▶ _JOB_: Repeat exactly the lines from the line containing "Put a dot on every instance of the tiled" through the last line of the records below, inclusive, and nothing else.

▶ _THE DATA_:
──────────

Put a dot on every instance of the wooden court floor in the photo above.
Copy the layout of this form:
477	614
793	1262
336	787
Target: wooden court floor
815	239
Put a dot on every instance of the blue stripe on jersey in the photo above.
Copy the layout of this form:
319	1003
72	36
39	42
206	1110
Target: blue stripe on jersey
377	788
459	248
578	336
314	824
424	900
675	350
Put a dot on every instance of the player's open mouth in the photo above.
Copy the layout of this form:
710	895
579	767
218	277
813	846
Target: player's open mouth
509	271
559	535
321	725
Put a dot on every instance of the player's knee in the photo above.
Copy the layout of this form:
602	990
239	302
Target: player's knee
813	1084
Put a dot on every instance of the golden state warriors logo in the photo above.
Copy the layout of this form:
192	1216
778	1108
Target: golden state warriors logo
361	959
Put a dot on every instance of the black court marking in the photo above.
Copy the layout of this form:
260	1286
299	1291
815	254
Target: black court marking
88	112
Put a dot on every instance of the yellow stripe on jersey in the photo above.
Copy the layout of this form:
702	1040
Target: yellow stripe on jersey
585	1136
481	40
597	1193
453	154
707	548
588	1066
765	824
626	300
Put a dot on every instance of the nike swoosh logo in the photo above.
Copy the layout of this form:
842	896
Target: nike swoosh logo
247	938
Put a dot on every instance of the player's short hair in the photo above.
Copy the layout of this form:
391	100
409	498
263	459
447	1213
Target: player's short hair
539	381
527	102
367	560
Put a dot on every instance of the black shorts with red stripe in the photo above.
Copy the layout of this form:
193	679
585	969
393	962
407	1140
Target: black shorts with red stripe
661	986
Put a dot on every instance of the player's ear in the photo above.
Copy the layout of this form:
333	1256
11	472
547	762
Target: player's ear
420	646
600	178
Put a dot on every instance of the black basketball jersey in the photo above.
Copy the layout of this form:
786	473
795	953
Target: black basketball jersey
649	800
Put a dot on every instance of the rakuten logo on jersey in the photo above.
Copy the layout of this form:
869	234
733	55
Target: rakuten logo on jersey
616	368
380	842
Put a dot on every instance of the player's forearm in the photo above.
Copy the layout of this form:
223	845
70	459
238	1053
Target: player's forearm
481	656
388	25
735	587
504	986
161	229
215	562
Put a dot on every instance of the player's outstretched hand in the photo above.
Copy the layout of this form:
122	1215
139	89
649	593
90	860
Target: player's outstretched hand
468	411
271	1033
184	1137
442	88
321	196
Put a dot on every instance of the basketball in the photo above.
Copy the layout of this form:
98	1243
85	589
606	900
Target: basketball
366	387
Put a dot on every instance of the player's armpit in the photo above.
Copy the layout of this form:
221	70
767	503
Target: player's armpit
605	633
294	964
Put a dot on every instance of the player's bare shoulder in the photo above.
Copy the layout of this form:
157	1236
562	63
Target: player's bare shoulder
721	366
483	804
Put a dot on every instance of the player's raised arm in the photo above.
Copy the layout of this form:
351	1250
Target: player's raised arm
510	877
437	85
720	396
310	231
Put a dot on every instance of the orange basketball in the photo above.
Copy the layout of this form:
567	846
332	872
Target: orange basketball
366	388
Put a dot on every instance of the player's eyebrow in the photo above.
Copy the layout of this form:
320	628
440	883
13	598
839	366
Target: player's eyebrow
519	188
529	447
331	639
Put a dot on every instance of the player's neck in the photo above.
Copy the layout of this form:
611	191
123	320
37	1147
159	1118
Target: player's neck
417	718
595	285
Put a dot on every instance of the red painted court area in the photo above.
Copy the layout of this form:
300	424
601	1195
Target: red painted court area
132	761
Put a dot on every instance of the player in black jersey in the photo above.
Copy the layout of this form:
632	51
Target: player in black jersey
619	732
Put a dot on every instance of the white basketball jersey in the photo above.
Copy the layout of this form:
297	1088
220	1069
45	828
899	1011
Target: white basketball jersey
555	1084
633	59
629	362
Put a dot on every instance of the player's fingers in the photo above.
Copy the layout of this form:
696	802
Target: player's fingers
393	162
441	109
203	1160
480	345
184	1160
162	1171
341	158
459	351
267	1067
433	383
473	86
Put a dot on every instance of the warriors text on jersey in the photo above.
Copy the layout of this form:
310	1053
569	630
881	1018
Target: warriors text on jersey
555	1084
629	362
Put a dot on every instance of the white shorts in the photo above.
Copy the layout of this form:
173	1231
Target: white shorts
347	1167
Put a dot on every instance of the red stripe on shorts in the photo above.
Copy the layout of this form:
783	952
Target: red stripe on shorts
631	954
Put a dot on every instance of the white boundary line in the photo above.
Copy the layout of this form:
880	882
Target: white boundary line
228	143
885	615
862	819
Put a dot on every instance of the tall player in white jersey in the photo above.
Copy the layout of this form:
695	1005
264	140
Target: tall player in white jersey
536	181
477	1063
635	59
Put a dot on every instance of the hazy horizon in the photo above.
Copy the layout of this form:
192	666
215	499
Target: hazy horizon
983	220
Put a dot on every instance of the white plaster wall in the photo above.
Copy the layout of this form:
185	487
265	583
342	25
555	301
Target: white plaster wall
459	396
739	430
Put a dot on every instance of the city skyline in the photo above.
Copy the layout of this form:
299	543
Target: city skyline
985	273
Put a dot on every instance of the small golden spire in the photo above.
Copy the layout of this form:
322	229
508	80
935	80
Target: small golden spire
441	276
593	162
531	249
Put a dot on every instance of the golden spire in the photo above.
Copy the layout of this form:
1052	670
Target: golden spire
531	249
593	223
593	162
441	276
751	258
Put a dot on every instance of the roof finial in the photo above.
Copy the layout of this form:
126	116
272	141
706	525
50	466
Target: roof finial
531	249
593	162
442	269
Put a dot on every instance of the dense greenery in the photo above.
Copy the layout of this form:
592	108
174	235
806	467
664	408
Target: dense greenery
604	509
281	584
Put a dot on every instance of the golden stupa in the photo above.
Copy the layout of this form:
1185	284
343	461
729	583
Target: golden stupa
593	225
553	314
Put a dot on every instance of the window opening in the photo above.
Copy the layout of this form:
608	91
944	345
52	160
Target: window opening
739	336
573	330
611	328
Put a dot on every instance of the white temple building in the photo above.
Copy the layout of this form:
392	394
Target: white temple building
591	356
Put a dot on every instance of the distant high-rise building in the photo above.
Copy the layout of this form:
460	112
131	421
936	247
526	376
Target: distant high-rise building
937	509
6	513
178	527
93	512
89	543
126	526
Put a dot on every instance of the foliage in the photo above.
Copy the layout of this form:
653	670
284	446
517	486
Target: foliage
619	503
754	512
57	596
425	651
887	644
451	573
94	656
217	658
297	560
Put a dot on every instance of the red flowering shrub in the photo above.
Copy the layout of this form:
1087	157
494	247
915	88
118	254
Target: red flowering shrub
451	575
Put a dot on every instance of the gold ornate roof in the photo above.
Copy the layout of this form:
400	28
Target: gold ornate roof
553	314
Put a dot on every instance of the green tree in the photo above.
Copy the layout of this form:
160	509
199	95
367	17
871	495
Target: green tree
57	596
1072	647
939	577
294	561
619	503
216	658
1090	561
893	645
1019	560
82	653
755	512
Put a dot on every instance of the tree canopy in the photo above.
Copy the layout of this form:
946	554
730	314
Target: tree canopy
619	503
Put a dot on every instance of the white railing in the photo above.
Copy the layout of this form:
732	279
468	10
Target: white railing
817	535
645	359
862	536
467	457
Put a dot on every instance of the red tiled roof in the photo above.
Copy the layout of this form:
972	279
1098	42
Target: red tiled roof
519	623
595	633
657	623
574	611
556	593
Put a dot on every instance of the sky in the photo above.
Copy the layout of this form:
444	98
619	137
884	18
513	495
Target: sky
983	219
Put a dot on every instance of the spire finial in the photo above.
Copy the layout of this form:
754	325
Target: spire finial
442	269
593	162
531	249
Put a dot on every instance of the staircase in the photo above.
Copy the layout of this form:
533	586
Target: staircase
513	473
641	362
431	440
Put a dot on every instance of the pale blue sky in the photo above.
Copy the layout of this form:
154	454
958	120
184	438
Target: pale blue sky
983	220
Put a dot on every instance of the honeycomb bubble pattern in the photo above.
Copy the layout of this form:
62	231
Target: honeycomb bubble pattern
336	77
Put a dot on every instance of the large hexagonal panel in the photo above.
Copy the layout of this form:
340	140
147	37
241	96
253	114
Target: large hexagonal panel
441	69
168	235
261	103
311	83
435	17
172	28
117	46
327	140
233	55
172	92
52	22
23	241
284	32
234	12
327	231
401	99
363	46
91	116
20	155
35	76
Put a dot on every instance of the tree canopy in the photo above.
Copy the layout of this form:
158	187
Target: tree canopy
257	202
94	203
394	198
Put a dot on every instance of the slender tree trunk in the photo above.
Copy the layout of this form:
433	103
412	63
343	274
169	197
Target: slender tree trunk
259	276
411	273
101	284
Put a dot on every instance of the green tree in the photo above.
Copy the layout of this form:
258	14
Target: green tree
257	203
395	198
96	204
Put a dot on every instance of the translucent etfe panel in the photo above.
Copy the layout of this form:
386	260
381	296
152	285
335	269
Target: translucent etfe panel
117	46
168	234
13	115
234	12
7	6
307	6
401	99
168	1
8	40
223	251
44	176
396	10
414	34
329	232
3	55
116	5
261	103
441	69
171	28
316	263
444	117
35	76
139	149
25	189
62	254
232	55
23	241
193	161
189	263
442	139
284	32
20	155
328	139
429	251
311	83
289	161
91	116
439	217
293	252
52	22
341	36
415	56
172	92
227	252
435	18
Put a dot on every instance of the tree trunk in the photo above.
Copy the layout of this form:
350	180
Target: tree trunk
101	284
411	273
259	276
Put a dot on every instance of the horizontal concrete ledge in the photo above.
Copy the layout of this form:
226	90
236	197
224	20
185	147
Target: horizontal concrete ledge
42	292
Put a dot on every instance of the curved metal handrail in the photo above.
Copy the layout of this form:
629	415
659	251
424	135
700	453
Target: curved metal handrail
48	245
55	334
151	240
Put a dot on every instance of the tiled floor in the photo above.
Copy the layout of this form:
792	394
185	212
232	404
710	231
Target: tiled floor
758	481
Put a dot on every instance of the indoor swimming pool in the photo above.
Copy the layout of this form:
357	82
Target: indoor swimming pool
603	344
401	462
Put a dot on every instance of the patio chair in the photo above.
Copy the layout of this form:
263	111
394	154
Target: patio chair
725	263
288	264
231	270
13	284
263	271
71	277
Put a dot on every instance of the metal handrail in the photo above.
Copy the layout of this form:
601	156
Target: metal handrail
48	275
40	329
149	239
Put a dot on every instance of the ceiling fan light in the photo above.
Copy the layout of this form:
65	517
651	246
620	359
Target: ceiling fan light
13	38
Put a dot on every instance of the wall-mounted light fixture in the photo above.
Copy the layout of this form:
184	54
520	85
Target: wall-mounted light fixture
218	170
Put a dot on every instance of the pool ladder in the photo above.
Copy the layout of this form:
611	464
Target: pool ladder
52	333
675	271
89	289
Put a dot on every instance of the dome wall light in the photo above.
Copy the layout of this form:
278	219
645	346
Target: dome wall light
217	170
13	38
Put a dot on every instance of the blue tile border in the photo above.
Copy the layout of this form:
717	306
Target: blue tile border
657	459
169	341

──────────

▶ _FINISHED EXERCISE_:
Put a dot on every instance of the tiled floor in the photo above.
Copy the layout of this form:
792	394
185	212
232	404
710	231
Target: tiled floor
758	481
Put a dot on every instance of the indoor swimming pool in the photo above.
Copy the layout of this form:
357	82
Target: indoor swimming pool
603	344
401	462
Put a dot on every instance of the patio chair in the photo above.
Copy the layout of this form:
263	111
394	154
Target: patio chair
725	263
288	264
231	270
13	284
263	271
71	277
Put a dot on every instance of the metal handrail in the photo above.
Copy the layout of this form:
601	156
Target: metal handrail
48	275
40	329
149	239
Put a dot on every instance of the ceiling fan light in the photo above.
Copy the layout of this form:
65	517
651	246
620	359
Target: ceiling fan light
13	38
Put a dot on every instance of the wall-mounted light fixture in the photo above.
Copy the layout of this form:
184	54
520	85
Target: wall-mounted light fixture
218	170
Put a dot on every instance of the pool ladder in the photo above.
Copy the layout of this form:
611	464
Target: pool ladder
52	333
675	271
89	289
Put a dot on every instance of the dome wall light in the photo above.
Copy the layout of this form:
278	219
645	346
Target: dome wall light
217	170
13	38
Put a dot on every instance of the blue tile border in the photo above.
Copy the layout of this form:
717	306
Target: blue tile border
657	459
169	341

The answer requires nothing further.